Data excerpts:
########################################

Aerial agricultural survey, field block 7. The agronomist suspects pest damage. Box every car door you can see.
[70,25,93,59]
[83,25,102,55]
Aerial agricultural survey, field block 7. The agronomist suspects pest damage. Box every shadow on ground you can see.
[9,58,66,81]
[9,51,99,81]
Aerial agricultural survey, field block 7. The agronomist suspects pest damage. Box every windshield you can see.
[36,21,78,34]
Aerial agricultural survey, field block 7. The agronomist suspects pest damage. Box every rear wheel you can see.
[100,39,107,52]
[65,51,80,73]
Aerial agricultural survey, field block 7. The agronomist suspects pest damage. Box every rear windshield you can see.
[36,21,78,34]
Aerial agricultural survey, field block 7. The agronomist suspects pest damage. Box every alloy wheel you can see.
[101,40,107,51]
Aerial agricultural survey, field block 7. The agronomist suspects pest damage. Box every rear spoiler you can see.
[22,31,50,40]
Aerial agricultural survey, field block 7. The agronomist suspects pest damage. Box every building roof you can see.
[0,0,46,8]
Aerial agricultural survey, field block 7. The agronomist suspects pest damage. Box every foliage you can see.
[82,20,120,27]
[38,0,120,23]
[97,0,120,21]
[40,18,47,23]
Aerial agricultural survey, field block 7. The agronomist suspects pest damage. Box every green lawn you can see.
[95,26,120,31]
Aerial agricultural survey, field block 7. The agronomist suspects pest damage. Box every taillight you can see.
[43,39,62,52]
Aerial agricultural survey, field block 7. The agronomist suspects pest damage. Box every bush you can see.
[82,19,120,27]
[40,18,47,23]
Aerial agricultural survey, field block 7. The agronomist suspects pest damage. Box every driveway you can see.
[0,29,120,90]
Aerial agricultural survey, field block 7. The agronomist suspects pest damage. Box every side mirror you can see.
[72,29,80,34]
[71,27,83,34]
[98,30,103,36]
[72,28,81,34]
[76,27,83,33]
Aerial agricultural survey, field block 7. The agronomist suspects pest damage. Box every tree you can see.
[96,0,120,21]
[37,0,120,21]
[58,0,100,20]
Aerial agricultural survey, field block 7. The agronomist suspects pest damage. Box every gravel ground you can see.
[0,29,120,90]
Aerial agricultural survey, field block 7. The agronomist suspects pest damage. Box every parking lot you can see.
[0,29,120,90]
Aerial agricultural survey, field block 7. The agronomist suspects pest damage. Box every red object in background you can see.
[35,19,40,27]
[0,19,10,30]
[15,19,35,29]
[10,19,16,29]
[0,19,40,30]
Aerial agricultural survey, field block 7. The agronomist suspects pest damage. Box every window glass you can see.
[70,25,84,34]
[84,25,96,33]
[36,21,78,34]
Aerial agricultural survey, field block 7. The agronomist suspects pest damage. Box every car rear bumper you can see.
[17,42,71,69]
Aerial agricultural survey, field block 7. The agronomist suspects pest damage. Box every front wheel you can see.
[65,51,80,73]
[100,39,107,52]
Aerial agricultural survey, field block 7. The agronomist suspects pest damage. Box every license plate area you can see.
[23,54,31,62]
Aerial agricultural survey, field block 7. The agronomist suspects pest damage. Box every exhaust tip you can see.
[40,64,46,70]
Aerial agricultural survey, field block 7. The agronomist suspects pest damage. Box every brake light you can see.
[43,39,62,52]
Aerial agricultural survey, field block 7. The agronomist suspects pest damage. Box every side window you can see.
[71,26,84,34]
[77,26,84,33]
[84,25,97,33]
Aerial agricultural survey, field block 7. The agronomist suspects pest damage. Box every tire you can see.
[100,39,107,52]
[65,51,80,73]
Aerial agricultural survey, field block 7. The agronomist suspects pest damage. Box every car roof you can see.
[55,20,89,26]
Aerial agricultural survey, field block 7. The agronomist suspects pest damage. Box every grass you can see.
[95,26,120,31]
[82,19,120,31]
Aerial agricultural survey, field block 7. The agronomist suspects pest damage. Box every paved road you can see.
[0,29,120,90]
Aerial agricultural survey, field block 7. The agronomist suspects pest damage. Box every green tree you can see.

########################################

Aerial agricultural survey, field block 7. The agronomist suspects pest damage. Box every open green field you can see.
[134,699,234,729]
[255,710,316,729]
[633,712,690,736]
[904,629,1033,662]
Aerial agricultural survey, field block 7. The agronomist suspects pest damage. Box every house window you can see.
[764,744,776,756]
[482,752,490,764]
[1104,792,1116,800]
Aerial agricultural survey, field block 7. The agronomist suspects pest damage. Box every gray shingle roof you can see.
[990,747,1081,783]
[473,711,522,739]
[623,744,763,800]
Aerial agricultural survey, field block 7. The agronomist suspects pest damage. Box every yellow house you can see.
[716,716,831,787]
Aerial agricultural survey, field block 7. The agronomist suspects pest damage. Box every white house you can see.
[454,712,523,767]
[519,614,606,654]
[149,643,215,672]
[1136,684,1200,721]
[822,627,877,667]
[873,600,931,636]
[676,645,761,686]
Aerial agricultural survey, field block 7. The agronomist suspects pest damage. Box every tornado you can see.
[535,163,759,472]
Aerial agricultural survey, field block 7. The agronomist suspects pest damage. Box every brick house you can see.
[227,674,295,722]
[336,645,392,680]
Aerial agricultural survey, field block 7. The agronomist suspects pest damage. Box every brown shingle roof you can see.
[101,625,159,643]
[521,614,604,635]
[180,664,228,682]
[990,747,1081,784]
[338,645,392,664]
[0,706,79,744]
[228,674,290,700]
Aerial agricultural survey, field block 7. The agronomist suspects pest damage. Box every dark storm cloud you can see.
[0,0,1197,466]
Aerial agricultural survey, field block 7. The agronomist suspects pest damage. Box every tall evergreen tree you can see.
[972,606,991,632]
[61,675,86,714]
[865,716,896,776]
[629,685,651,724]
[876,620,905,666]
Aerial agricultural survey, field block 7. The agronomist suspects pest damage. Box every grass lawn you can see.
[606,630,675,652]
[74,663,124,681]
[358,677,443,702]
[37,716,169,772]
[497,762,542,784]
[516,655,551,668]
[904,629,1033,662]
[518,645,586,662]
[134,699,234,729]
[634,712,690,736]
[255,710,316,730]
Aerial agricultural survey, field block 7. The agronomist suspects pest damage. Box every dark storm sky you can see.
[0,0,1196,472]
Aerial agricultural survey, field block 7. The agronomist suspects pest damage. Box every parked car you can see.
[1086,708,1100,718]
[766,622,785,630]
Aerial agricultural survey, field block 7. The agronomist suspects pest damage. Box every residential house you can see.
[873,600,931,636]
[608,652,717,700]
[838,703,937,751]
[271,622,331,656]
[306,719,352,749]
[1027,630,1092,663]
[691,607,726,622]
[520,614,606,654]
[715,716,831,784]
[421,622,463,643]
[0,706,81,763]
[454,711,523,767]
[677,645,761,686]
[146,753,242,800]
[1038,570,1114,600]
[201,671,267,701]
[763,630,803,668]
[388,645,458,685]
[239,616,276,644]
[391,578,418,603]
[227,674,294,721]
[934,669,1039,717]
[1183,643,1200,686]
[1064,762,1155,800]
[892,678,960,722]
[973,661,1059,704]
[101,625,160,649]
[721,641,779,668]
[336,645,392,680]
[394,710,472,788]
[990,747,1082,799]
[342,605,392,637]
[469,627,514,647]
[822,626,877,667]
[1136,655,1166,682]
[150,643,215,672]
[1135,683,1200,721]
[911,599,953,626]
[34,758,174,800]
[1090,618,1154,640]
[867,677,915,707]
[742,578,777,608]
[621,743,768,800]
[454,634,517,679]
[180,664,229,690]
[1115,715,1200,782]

########################################

# [TASK REQUIREMENTS]
All that is needed is the exact run of lines above from the line containing "gravel ground you can see." through the line containing "every green tree you can see.", both of them included.

# [THE COMPLETED TASK]
Aerial agricultural survey, field block 7. The agronomist suspects pest damage. Box every gravel ground you can see.
[0,29,120,90]
Aerial agricultural survey, field block 7. The agronomist suspects pest damage. Box every parking lot you can see.
[0,29,120,90]
Aerial agricultural survey, field block 7. The agronomist suspects pest damage. Box every red object in background you can see.
[35,19,40,27]
[0,19,10,30]
[15,19,35,29]
[10,19,16,29]
[0,19,40,30]
Aerial agricultural survey, field block 7. The agronomist suspects pest damage. Box every window glass you can see.
[70,25,84,34]
[84,25,96,33]
[36,21,78,34]
Aerial agricultural survey, field block 7. The agronomist suspects pest damage. Box every car rear bumper you can see.
[17,42,71,69]
Aerial agricultural survey, field block 7. The agronomist suspects pest damage. Box every front wheel you can see.
[65,51,80,73]
[100,39,107,52]
Aerial agricultural survey, field block 7. The agronomist suspects pest damage. Box every license plate area you can see.
[23,54,31,62]
Aerial agricultural survey, field block 7. The agronomist suspects pest damage. Box every exhaust tip you can see.
[40,64,46,70]
Aerial agricultural survey, field block 7. The agronomist suspects pest damage. Box every brake light you can see.
[43,39,62,52]
Aerial agricultural survey, field block 7. The agronomist suspects pest damage. Box every side window you can see.
[71,26,84,34]
[77,26,84,33]
[84,25,97,33]
Aerial agricultural survey, field block 7. The agronomist suspects pest damage. Box every tire you can see.
[100,39,107,52]
[65,51,80,73]
Aerial agricultural survey, field block 7. The agronomist suspects pest damage. Box every car roof you can see.
[55,20,89,26]
Aerial agricultural survey, field block 7. The agronomist suspects pest damage. Box every grass you can see.
[95,26,120,31]
[82,19,120,31]
Aerial agricultural survey, field block 7. The agronomist suspects pest damage. Box every paved road you can see.
[0,29,120,90]
Aerial agricultural survey, field block 7. The agronomist suspects pest damage. Box every green tree you can see.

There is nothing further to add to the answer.